Dataset entries >>
------------------------------------------------------------

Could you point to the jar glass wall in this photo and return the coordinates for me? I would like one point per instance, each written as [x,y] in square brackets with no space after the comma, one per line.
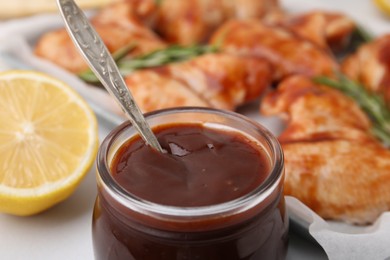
[254,226]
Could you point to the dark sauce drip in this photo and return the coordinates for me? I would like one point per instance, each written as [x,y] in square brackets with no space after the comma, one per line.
[202,166]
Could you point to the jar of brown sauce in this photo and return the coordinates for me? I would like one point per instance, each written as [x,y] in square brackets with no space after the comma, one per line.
[217,193]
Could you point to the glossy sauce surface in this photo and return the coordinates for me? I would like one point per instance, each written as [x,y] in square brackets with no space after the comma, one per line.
[202,166]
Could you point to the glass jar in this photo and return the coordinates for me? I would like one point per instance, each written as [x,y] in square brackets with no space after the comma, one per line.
[254,226]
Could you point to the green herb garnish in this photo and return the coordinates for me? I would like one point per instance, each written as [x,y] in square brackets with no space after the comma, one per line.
[171,54]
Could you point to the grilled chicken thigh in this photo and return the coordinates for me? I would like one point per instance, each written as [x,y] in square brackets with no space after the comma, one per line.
[193,21]
[118,25]
[329,30]
[333,164]
[288,53]
[370,65]
[222,81]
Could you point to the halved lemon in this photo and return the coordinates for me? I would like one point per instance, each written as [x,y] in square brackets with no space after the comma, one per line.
[383,5]
[48,141]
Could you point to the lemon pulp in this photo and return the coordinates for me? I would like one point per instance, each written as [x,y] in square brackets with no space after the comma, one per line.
[48,141]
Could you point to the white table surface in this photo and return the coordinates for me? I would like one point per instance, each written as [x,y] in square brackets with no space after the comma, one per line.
[64,231]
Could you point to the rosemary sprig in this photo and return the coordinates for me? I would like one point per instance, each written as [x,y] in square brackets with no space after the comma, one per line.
[88,74]
[373,104]
[171,54]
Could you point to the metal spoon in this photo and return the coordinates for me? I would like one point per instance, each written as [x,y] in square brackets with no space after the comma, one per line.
[103,65]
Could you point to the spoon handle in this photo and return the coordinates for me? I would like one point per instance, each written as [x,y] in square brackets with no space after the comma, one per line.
[103,65]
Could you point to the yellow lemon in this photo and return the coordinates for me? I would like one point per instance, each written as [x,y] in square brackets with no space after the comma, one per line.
[48,141]
[384,5]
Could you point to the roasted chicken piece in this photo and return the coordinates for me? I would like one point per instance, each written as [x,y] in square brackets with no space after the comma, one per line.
[193,21]
[329,30]
[221,80]
[332,162]
[118,25]
[288,53]
[370,65]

------------------------------------------------------------

WORK INSTRUCTION >> The entries above should be retyped word for word, with all pictures omitted.

RESULT OF THE TASK >>
Could you point to the jar glass wall in this photo and return the coordinates for me? I would like one point per instance, each written as [x,y] in square brackets with no space after the comma, one per line.
[254,226]
Could you point to the dark sauce drip in this photo and return the coordinates for me? I would like one point per instance, each written as [x,y] in square brackets with no space after the comma, one per line.
[202,166]
Could you point to the jar of brown sauce in this photo and return the coordinates for me? I would like one point per instance, each written as [x,y] in square brackets with no space after the comma, one per line.
[217,193]
Could you point to the glossy sauce surface in this photo and return the coordinates for me? I would like one point per instance, each written as [x,y] in square brackets with no space after the comma, one per line.
[202,166]
Could you point to the glass jar in this photo and return the coordinates for me? I would like one point per instance, each written as [x,y] in square brackets with no space after the comma, one per line.
[254,226]
Could you point to the green herb garnish in this photo and return the coordinates for me? I would like one point per instance, each written as [x,y] in square brackets with no space after the comma, one per line.
[171,54]
Could you point to the grilled chicken thigh in this photo and return the coordinates for me? I would like one point per instance, each written as [x,y] in square brackets with no space after the comma, one per line.
[193,21]
[118,25]
[329,30]
[333,164]
[288,53]
[370,65]
[222,81]
Could you point to the halved lemon in this photo and return the coordinates for me? I would like one point per instance, each written as [x,y] in square brackets with no space after the comma, one per line.
[383,5]
[48,141]
Could you point to the lemon pulp in this photo and return the coordinates for me? I would like one point per instance, each written as [x,y] in square brackets with no space after the comma, one per line.
[48,141]
Could you point to the white table surface in this photo and return the coordinates for me? I would like one point per instance, each written as [x,y] in square brackets with no space after the comma, one per line.
[64,231]
Could you point to the rosemary sprig in this photo and return the coordinates for me? I would like one point per instance, each written as [x,y] in square brackets with no space after the comma, one per line.
[88,74]
[373,104]
[171,54]
Could you point to the metal spoon in this photo and return the coordinates for me? I would like one point per instance, each written as [x,y] in square brackets with no space after the comma, one per line.
[103,65]
Could you point to the spoon handle in this photo and return the coordinates for me? I would like one point per instance, each written as [x,y] in square brackets with no space after the comma, one per line.
[103,65]
Could you point to the yellow lemon in this photo and return the coordinates for me? I would like one point per instance, each written as [x,y] in square brackets with no space after the comma, one per line.
[48,141]
[384,5]
Could you point to the roasted chicken piece in this photo and return the coordinates for me? I would like one point per instance, each written as [x,y] in square brackets with no space after the comma, one per line.
[193,21]
[329,30]
[221,80]
[332,162]
[118,25]
[288,53]
[370,65]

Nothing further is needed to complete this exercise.